Write out every line of the material exactly as it appears.
----- Exercise inputs
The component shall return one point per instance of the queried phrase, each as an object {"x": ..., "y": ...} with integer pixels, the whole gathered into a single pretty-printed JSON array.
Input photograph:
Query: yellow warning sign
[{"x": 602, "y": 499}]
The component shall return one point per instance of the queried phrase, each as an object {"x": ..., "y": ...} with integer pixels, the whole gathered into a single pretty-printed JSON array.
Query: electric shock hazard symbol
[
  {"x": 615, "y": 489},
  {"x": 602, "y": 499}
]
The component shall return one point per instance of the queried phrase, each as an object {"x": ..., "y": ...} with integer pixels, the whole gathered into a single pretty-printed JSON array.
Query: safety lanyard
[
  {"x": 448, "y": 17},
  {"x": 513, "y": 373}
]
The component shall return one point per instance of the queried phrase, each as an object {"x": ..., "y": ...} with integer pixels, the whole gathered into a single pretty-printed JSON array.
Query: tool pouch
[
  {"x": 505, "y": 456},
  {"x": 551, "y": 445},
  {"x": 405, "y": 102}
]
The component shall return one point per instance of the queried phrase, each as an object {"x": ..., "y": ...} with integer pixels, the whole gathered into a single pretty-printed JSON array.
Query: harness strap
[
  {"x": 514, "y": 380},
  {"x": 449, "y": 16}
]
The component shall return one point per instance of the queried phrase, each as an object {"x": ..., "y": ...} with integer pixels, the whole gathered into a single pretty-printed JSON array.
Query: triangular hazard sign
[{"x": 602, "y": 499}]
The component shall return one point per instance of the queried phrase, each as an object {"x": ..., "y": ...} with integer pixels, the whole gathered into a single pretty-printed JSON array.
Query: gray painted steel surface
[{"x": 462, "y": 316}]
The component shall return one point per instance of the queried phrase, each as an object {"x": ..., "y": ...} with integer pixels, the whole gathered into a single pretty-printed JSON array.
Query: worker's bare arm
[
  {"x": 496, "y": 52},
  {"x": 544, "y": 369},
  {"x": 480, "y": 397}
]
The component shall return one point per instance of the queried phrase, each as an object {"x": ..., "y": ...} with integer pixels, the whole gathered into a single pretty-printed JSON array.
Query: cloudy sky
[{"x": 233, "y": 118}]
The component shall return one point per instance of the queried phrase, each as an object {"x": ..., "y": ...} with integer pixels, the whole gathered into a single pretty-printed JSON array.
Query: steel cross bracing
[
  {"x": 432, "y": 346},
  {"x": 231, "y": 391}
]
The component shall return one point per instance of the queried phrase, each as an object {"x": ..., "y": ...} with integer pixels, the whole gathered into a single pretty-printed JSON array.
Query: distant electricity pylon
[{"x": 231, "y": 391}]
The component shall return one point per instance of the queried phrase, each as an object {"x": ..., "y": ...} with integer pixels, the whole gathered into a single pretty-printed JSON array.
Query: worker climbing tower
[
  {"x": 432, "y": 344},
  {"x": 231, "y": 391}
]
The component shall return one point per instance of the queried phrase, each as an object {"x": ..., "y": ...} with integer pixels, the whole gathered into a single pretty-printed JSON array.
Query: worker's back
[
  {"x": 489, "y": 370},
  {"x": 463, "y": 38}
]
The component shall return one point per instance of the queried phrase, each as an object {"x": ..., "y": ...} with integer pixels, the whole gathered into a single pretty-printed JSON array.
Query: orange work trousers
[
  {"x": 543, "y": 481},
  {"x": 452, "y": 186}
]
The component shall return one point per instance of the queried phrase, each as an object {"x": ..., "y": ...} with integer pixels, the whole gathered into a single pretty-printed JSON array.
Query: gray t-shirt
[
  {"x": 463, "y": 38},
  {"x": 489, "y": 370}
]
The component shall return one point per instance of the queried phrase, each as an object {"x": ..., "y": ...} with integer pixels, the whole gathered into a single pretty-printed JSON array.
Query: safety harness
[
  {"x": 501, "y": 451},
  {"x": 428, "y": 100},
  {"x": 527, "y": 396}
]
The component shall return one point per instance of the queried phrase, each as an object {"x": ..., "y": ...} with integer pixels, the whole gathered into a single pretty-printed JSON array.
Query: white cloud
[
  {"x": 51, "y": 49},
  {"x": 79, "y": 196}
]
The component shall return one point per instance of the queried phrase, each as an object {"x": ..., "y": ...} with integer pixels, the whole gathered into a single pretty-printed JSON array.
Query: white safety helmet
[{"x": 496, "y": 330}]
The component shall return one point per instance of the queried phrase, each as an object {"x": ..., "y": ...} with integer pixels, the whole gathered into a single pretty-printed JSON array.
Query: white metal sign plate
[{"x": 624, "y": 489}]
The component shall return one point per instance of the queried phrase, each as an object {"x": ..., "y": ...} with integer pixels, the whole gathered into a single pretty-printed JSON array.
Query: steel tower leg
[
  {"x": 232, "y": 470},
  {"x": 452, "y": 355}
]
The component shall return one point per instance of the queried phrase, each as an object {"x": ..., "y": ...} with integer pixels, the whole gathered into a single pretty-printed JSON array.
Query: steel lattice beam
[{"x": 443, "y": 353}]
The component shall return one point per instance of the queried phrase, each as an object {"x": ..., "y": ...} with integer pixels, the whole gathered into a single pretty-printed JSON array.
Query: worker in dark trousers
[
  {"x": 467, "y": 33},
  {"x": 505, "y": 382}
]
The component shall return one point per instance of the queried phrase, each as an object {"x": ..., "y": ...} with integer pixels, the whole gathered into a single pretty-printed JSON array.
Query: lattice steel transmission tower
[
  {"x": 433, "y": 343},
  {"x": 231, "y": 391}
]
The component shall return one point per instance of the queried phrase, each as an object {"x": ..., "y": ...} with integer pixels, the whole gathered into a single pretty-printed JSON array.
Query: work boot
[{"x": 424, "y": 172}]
----------
» **Written answer**:
The component shall return one point per instance of the queried phrase, each as an object {"x": ..., "y": ...} with integer pixels, the whole gathered into a single pretty-printed JSON array.
Input photograph:
Query: yellow warning sign
[{"x": 602, "y": 499}]
The component shall return one point per instance of the queried phrase, each as an object {"x": ..., "y": ...} with integer pixels, the whole gathered into a single pretty-printed JSON array.
Query: electric shock hazard symbol
[
  {"x": 615, "y": 489},
  {"x": 602, "y": 499}
]
The component shall return one point per instance of the queried phrase, each as an object {"x": ..., "y": ...} with integer pixels, the whole gathered into a single pretty-printed JSON array.
Query: safety lanyard
[
  {"x": 448, "y": 17},
  {"x": 513, "y": 373}
]
The component shall return one point per instance of the queried phrase, each as an object {"x": ..., "y": ...} with integer pixels, the whole gathered into a single pretty-printed JSON array.
Query: tool pouch
[
  {"x": 505, "y": 456},
  {"x": 551, "y": 445},
  {"x": 405, "y": 102}
]
The component shall return one point per instance of the queried phrase, each as an object {"x": ..., "y": ...} with integer pixels, the whole gathered into a single pretty-printed JSON array.
Query: harness strap
[
  {"x": 514, "y": 380},
  {"x": 449, "y": 16}
]
The component shall return one point per instance of the queried phrase, each as an object {"x": ..., "y": ...} with integer pixels, the whole gathered into a single pretty-printed JSON array.
Query: triangular hazard sign
[{"x": 602, "y": 499}]
The component shall return one point per instance of the queried phrase, each as an object {"x": ..., "y": ...} with integer pixels, the whole gathered into a single pretty-printed JSON array.
Query: gray painted steel surface
[{"x": 462, "y": 316}]
The component shall return one point per instance of the queried phrase, each as an object {"x": ..., "y": ...} with integer pixels, the whole gathered into a single pretty-printed JSON array.
Query: worker's bare arm
[
  {"x": 496, "y": 52},
  {"x": 544, "y": 369},
  {"x": 480, "y": 397}
]
The component shall return one point per instance of the queried phrase, each as an object {"x": ..., "y": ...} with integer pixels, the whole gathered into a single pretty-printed JSON array.
Query: cloudy sky
[{"x": 233, "y": 118}]
The component shall return one point per instance of the queried phrase, each as an object {"x": ..., "y": ...} with integer pixels, the whole gathered into a single pretty-printed JSON array.
Query: steel cross bracing
[
  {"x": 432, "y": 346},
  {"x": 231, "y": 391}
]
The component shall return one point per instance of the queried phrase, each as an object {"x": ..., "y": ...} with integer pixels, the whole gathered into a single pretty-printed JSON array.
Query: distant electricity pylon
[{"x": 231, "y": 391}]
The component shall return one point per instance of the queried phrase, each as an object {"x": ..., "y": ...} with integer pixels, the whole gathered into a single pretty-printed JSON array.
Query: worker climbing tower
[
  {"x": 432, "y": 344},
  {"x": 231, "y": 391}
]
The component shall return one point per instance of the queried phrase, each as an object {"x": ..., "y": ...} with integer pixels, the whole gathered into a single pretty-printed JSON array.
Query: worker's back
[
  {"x": 489, "y": 370},
  {"x": 463, "y": 38}
]
The component shall return one point per instance of the queried phrase, each as an object {"x": ..., "y": ...} with integer pixels, the whole gathered into a single pretty-printed JSON array.
Query: orange work trousers
[
  {"x": 543, "y": 481},
  {"x": 452, "y": 186}
]
The component shall return one point per instance of the queried phrase, each as an object {"x": ..., "y": ...} with integer pixels, the whole gathered into a single pretty-printed JSON array.
Query: gray t-shirt
[
  {"x": 463, "y": 38},
  {"x": 489, "y": 370}
]
The component shall return one point per instance of the queried phrase, each as an object {"x": ..., "y": ...} with integer pixels, the whole gathered into a single pretty-printed JSON array.
Query: safety harness
[
  {"x": 501, "y": 451},
  {"x": 428, "y": 100},
  {"x": 527, "y": 396}
]
The component shall return one point per instance of the queried phrase, each as an object {"x": ..., "y": ...} with integer pixels, the whole gathered into a single pretty-printed JSON array.
Query: white cloud
[
  {"x": 51, "y": 49},
  {"x": 79, "y": 196}
]
The component shall return one point per instance of the queried phrase, each as an object {"x": ..., "y": ...} with integer pixels, the whole gathered into a single pretty-printed JSON array.
Query: white safety helmet
[{"x": 496, "y": 330}]
The component shall return one point per instance of the queried phrase, each as an object {"x": ..., "y": ...} with integer pixels, the whole gathered into a single pretty-printed JSON array.
Query: white metal sign plate
[{"x": 624, "y": 489}]
The component shall return one point per instance of the queried phrase, each as an object {"x": ..., "y": ...} with integer pixels, the whole gathered into a single pretty-printed JSON array.
Query: steel tower leg
[
  {"x": 232, "y": 470},
  {"x": 452, "y": 355}
]
The component shall return one point per instance of the queried phrase, each as an object {"x": ..., "y": ...} with integer pixels, the whole gathered into a single pretty-printed JSON array.
Query: steel lattice beam
[{"x": 443, "y": 353}]
The component shall return one point per instance of the queried phrase, each as an object {"x": ..., "y": ...} with integer pixels, the whole gathered into a single pretty-printed JSON array.
Query: worker in dark trousers
[
  {"x": 467, "y": 33},
  {"x": 505, "y": 382}
]
The component shall return one point per instance of the queried phrase, each as an object {"x": ..., "y": ...} with integer pixels, the whole gathered into a single pretty-printed JSON array.
Query: lattice steel transmission tower
[
  {"x": 433, "y": 343},
  {"x": 231, "y": 391}
]
The component shall return one point per instance of the queried phrase, each as an object {"x": ..., "y": ...} with integer pixels, the whole gathered into a single pretty-printed JSON array.
Query: work boot
[{"x": 424, "y": 172}]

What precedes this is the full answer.